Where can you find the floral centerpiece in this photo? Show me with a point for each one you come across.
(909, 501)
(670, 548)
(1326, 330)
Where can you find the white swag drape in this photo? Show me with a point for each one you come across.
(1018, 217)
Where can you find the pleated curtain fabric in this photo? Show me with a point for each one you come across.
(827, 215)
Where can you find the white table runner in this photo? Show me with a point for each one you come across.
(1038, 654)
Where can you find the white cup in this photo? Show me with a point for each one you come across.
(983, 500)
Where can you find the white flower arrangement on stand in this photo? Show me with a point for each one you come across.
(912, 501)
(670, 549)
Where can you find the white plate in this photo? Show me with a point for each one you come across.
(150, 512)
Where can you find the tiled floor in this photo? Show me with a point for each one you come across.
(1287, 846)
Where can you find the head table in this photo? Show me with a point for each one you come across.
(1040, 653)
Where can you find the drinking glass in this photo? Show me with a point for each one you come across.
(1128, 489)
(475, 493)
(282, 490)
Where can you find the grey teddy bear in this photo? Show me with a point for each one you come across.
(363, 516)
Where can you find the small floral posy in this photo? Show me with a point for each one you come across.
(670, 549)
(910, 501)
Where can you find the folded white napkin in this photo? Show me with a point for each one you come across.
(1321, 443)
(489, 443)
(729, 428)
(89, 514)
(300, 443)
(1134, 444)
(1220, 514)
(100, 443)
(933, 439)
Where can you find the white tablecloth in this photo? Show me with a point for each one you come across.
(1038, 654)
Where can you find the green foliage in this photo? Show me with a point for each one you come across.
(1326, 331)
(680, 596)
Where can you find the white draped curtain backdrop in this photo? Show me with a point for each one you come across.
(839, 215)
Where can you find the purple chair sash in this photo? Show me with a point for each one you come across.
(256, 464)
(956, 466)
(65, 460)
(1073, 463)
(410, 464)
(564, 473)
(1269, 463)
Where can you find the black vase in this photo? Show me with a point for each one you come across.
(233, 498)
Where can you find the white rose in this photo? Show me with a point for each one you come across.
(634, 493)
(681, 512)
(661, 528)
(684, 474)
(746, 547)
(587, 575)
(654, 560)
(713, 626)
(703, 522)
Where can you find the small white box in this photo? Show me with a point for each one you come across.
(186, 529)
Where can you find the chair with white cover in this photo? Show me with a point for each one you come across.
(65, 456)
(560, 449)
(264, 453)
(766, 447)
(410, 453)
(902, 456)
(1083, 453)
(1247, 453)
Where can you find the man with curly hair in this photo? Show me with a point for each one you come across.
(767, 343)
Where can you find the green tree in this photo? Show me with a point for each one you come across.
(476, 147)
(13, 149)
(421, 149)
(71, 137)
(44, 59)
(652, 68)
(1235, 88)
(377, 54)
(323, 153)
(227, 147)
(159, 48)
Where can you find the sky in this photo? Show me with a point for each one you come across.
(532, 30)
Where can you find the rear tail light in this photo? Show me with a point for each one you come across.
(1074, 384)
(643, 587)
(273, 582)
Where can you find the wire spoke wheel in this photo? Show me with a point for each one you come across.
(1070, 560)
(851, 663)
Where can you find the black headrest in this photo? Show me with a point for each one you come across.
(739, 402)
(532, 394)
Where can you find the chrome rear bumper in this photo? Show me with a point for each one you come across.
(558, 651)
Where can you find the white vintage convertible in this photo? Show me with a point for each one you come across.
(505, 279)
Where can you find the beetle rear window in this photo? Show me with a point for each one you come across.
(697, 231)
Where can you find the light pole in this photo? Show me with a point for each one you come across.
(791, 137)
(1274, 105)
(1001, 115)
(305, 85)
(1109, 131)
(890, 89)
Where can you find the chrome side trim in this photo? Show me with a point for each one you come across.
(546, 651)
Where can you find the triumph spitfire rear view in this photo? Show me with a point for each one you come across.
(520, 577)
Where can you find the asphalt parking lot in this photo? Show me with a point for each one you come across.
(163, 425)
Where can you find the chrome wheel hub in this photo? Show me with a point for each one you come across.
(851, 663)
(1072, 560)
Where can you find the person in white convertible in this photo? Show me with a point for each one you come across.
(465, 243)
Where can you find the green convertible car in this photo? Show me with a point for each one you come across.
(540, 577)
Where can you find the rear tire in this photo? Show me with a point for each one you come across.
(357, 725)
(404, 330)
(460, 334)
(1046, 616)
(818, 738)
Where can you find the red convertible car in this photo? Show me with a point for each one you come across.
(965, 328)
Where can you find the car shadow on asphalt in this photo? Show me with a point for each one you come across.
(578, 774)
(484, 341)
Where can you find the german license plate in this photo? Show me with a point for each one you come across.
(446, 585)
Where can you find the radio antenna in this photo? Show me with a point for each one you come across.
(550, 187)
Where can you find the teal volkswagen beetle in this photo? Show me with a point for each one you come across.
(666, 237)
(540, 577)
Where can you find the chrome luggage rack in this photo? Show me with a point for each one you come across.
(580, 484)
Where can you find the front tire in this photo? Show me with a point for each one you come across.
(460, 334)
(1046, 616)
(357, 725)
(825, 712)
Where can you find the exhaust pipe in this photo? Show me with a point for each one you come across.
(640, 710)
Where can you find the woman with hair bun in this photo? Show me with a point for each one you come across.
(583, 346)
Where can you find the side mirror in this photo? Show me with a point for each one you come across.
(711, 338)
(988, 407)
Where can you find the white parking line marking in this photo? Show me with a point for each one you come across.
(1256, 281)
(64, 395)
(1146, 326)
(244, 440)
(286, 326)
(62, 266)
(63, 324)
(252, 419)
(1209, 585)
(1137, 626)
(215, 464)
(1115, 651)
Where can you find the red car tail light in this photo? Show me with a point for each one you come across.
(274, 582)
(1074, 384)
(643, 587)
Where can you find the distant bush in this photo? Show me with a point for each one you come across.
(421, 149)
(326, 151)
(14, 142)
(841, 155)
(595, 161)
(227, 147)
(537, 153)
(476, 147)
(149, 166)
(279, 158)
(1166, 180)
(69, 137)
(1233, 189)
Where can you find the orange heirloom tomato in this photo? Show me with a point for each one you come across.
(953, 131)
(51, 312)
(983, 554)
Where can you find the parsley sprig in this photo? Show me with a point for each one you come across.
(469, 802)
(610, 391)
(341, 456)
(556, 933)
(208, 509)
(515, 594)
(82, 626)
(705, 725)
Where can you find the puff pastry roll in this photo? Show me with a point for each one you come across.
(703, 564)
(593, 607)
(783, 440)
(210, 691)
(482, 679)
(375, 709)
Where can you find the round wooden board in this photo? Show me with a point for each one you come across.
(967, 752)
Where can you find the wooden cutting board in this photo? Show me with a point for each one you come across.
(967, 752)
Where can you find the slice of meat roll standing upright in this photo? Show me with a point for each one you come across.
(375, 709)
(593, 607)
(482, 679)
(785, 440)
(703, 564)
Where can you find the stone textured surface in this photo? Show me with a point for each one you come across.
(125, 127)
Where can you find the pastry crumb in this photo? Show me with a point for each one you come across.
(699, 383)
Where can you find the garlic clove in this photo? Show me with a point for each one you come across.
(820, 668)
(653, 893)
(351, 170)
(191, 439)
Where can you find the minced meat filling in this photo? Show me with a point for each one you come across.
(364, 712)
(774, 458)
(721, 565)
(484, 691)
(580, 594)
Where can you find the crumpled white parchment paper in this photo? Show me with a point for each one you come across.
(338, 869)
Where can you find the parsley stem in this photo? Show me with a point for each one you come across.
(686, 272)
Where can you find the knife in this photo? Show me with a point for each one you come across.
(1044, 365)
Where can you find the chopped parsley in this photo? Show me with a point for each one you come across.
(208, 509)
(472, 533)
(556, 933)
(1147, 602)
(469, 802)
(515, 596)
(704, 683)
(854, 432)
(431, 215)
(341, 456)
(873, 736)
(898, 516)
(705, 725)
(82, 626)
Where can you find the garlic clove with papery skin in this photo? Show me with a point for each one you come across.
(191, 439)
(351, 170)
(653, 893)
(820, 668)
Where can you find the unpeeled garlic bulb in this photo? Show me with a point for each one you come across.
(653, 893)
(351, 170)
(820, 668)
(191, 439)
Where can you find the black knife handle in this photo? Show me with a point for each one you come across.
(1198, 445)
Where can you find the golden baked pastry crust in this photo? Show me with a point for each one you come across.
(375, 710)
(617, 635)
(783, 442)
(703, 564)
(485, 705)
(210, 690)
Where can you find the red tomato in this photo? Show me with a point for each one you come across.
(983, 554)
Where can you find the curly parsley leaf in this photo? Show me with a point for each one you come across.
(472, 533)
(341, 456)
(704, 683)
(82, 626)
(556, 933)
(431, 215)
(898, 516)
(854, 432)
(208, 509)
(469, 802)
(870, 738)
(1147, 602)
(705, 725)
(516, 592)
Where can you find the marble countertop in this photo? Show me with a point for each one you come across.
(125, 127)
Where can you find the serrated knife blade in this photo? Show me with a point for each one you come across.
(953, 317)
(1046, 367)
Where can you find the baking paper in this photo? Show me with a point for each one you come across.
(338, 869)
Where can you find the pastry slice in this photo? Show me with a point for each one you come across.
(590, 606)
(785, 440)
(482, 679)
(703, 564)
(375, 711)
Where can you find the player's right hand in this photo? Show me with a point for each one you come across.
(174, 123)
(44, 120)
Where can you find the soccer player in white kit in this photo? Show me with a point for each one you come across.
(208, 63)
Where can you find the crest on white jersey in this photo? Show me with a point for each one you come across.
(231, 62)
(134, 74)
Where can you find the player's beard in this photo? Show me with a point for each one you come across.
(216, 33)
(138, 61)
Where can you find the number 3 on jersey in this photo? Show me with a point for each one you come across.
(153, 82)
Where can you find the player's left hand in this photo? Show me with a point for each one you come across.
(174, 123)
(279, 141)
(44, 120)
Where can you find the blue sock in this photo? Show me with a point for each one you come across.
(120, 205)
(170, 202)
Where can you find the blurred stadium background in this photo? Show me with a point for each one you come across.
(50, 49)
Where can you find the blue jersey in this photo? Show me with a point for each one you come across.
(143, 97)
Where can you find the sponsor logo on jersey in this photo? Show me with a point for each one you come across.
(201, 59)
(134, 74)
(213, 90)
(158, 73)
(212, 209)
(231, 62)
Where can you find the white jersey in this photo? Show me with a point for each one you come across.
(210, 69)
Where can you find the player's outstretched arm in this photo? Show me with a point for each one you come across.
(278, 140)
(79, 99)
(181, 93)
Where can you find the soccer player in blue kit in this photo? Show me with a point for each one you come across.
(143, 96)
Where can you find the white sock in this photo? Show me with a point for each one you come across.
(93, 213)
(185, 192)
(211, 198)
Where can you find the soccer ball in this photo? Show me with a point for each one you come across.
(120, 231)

____

- PROMPT -
Write out exactly the final stretch of the records: the line containing "Where can you find the player's beard" and every line after it, through the last, and nothing else.

- TASK RESPONSE -
Where can you find the player's beard in this photo? Show me with a point for each one you come across.
(216, 33)
(138, 61)
Where can you find the number 3 on jersey in this photo? Show me with a point for each one you come across.
(153, 82)
Where can you find the player's left hand in this photo? Show me with a point for each one you come across.
(174, 123)
(279, 141)
(44, 120)
Where can you find the blue sock in this photo? Show me with a point for each one you come across.
(120, 205)
(170, 202)
Where can you find the blurred stadium background in this photo? Show me with a point for each one you come across.
(50, 49)
Where can you find the blue jersey in this photo? Show me with a point for each one you come across.
(143, 97)
Where can you find the sponsor logo on jersey in this photo? Show me with a point for each one you come across.
(201, 59)
(134, 74)
(213, 90)
(158, 73)
(212, 209)
(231, 62)
Where can you find the white jersey in this photo? Show me with a point for each one you come across.
(210, 69)
Where can you find the player's outstretched arm in this photo? Show me with a point for each one you come across.
(278, 140)
(79, 99)
(181, 93)
Where can you find the soccer player in blue kit in this photo? Show me with a point for each one you come across.
(143, 96)
Where can you find the white sock in this photo? Show me with a point for each one you come across.
(93, 213)
(185, 192)
(211, 198)
Where can you find the soccer ball in this photo? Show me with a point for each one you come across.
(120, 231)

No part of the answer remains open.